Kaynak metin —
▽

Öğretmenlerin yarıyıl ve yaz tatillerinde izinli sayılacağını, hastalık ve mazeret izinlerinin de verileceğini ifade eden Yılmaz, öğretmenlerin sözleşme sürelerinin birer yıl yapılacağını bir yılın sonunda sözleşmesi feshedilmeyenlerin sözleşme sürelerinin takip eden yıl içerisinde de geçerli olacağını, bu sürenin dört yılı geçmeyeceğini bildirdi.

 

TEOG sınavına giren öğrencilerin yerleştirme ve boş kalan kontenjanların bugün açıklanacağını bildiren Bakan Yılmaz şöyle devam etti: “Buna göre yerleştirmeye esas birinci nakil tercih başvuruları 15-19 Ağustos tarihleri arasında alınacak, yerleştirmeye esas ikinci nakil tercih başvuruları 22-26 Ağustos arasında alınacak. Üçüncü nakil tercih başvuruları ise 29 Ağustos- 2 Eylül arasında alınacaktır. 5-8 Eylül tarihleri arasında ise il ilçe yerleştirme nakil komisyonlarınca nakil tercih başvurularının alınması gerçekleştirilecektir. 9 Eylül itibarıyla yerleştirme işlemleri tamamlanacaktır. Yerleştirmeye esas puanlar Milli Eğitim Bakanlığı sitesinden de öğrenilebilir."

 

"Paralel devlet yapılanmasına ait okullarda 138 bin öğrenci var"

△

Yönerge ve koşullar —
Öğretmen sözleşmeleri ve TEOG yerleştirmeleriyle ilgili haber metnini son satırından sonra kaldığı yerden alıp sürdürün. Ardından gelen liste, bu haber metninden ayrı bir malzemedir.

Sağlanan bilgiler —
▽

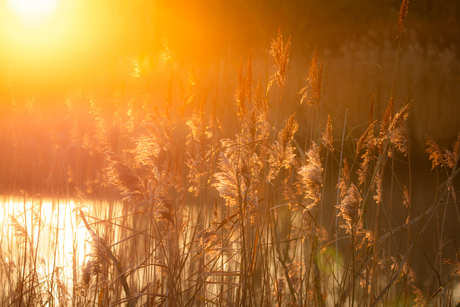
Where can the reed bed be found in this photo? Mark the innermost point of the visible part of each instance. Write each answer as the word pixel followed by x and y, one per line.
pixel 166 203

△

Yanıt —
Bakan Yılmaz, kapatılan özel okul öğrencilerinin nakil ve diğer işlemlerine ilişkin de bilgi verdi. Paralel devlet yapılanmasının darbe girişiminde bulunmasının bu kurumlarda öğrenim gören öğrencilerin hızlı şekilde bu kurumlardan ayrılmasına neden olduğunu dile getiren Yılmaz, bir kaç gün içerisinde binlerce öğrencinin terör örgütüne ait bu kurumlardan ayrıldığını, yüzlerce öğrencinin bu kurumlardan çıkışının ise devam ettiğini söyledi.

 

Yılmaz, paralel devlet yapılanmasına ait okullarda 138 bin öğrenci bulunduğunu, bu öğrenciler için de Bakanlığın çalışmalarını başlattığını belirtti.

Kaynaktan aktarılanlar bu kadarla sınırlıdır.